Dataset entries
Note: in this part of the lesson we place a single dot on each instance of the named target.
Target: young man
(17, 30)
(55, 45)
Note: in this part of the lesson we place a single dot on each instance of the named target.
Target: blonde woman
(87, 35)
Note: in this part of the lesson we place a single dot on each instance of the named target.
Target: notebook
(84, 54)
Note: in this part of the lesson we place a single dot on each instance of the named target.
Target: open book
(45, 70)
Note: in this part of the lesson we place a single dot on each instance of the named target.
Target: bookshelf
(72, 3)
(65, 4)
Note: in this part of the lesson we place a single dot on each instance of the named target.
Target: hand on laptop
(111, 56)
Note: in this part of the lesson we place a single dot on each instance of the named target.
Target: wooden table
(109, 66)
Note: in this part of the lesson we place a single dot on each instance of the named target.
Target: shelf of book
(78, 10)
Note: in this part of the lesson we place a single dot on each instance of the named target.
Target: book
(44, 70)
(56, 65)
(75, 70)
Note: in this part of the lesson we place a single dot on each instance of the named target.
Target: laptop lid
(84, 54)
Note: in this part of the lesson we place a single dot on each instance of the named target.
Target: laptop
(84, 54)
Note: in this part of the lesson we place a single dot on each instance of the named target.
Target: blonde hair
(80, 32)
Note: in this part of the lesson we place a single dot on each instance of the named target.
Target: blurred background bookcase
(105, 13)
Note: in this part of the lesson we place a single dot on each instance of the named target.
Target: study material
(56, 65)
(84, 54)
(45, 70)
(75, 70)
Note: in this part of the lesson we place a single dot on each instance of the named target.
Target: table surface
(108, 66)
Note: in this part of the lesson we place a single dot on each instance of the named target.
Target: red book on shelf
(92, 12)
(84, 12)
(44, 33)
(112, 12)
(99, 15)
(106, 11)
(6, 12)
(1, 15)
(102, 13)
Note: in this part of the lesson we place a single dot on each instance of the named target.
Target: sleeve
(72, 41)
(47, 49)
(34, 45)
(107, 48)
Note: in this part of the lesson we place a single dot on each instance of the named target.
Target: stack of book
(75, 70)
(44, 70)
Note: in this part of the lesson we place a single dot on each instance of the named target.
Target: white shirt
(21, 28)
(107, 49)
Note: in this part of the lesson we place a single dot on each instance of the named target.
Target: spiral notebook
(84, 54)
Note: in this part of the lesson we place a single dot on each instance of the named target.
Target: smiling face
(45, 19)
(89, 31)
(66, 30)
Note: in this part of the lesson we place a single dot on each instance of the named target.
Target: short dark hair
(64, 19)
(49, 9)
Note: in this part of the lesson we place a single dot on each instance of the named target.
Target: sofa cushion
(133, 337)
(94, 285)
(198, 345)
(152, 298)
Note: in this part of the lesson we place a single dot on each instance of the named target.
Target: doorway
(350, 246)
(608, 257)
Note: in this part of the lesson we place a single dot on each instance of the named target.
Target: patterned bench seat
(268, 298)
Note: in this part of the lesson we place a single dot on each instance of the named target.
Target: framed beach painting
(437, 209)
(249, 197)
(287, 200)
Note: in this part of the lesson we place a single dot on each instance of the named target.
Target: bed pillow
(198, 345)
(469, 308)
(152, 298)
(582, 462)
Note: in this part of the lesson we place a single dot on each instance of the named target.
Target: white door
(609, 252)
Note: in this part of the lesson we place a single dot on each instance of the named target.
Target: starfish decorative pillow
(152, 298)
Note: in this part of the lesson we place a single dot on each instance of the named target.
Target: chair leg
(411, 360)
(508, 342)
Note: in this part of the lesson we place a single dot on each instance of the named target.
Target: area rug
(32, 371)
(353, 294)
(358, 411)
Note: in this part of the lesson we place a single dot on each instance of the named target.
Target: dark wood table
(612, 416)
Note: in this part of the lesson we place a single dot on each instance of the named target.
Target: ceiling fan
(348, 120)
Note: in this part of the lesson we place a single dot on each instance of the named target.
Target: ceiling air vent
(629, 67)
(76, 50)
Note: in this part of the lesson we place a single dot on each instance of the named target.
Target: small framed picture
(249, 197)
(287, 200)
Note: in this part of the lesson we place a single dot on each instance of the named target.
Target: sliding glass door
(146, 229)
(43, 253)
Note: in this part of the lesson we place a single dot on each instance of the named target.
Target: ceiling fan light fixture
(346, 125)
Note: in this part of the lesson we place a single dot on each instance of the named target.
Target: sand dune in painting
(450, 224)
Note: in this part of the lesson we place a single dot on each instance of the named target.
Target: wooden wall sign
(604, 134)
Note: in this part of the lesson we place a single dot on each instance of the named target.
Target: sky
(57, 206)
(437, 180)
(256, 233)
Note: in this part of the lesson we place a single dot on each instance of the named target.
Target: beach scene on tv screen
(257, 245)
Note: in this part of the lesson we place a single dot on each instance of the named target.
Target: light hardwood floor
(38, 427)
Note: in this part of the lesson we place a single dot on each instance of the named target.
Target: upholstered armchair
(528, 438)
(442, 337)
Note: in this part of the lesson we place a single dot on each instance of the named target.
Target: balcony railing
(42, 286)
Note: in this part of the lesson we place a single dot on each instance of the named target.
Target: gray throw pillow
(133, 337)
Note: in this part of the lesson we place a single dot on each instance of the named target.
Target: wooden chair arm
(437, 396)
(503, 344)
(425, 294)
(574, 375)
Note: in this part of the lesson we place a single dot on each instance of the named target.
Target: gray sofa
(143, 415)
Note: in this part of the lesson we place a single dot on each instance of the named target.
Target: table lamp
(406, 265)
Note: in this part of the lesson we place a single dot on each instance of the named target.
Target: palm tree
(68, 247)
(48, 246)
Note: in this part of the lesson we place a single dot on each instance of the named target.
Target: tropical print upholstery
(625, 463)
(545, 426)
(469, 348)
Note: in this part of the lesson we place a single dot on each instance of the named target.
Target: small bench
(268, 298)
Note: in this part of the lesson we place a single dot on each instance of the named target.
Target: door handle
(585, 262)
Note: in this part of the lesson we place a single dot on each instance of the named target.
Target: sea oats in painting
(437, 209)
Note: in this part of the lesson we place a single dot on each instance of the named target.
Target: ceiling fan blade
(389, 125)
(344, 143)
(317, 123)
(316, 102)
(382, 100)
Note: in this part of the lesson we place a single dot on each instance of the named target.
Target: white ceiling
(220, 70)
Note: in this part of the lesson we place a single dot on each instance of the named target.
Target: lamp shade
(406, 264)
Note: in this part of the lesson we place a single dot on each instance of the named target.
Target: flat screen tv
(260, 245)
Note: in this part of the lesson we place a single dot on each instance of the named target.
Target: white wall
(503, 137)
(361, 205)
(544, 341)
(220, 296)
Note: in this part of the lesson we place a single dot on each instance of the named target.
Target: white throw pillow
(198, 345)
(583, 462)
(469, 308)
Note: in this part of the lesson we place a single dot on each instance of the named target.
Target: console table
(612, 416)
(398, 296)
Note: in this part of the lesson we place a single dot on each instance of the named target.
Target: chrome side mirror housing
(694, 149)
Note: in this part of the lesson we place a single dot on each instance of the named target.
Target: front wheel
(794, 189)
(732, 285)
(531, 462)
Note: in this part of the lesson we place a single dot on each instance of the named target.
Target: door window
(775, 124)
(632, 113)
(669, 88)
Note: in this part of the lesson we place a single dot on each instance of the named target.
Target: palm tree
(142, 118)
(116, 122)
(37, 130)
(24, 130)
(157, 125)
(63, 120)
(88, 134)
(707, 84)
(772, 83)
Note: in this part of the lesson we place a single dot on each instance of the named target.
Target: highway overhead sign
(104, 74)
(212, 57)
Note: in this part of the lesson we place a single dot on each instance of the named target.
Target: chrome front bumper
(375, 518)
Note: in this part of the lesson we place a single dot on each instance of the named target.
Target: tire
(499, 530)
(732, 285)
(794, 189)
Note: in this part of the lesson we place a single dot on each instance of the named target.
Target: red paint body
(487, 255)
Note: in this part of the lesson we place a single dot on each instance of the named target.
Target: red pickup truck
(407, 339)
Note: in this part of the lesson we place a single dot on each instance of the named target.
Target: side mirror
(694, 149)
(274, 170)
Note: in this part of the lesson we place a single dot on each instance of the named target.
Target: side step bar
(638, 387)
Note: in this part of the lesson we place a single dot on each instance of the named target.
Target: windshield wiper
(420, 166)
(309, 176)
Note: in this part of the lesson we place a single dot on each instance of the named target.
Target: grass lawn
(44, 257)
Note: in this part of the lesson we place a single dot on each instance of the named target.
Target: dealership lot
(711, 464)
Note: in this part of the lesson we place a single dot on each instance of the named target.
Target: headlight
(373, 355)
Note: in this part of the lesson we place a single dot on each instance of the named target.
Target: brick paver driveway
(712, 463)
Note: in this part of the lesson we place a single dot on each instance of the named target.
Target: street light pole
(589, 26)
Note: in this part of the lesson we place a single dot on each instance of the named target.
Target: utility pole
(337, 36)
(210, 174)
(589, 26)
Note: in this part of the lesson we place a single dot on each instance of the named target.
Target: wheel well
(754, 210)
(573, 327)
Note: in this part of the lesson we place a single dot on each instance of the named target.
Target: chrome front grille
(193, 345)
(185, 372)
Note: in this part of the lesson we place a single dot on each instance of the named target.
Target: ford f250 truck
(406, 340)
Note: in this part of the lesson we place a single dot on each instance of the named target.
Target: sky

(Work required): Your answer must consist solely of the lines from the one containing "Target: windshield wiper" through the last line of the entries, reproduced exactly.

(Written response):
Target: windshield wiper
(420, 166)
(309, 176)
Note: in this part of the lesson we place a single dot on each instance of the named target.
Target: grass lawn
(44, 257)
Note: in this part of the lesson we place a single dot on each instance of the named target.
Target: dealership lot
(711, 464)
Note: in this part of the lesson we place a single dot on each instance of the named target.
Target: headlight
(373, 355)
Note: in this part of the lesson we place a single dot on each instance of the named target.
Target: brick paver driveway
(712, 463)
Note: in this part of the lesson we place a single dot on each instance of the named target.
Target: street light pole
(589, 26)
Note: in this part of the lesson we place a single dot on each instance of the named target.
Target: utility pole
(337, 36)
(210, 174)
(589, 26)
Note: in this part of the lesson we place a single dot on each instance of the named target.
Target: wheel well
(754, 210)
(573, 327)
Note: in this part of the lesson we place a single dot on each instance of the named target.
Target: chrome front grille
(193, 345)
(185, 372)
Note: in this part of the lesson we place a single dot on each instance of the named target.
Target: ford f250 truck
(406, 340)
Note: in this part of the lesson we place a single dot on each instance of the named target.
Target: sky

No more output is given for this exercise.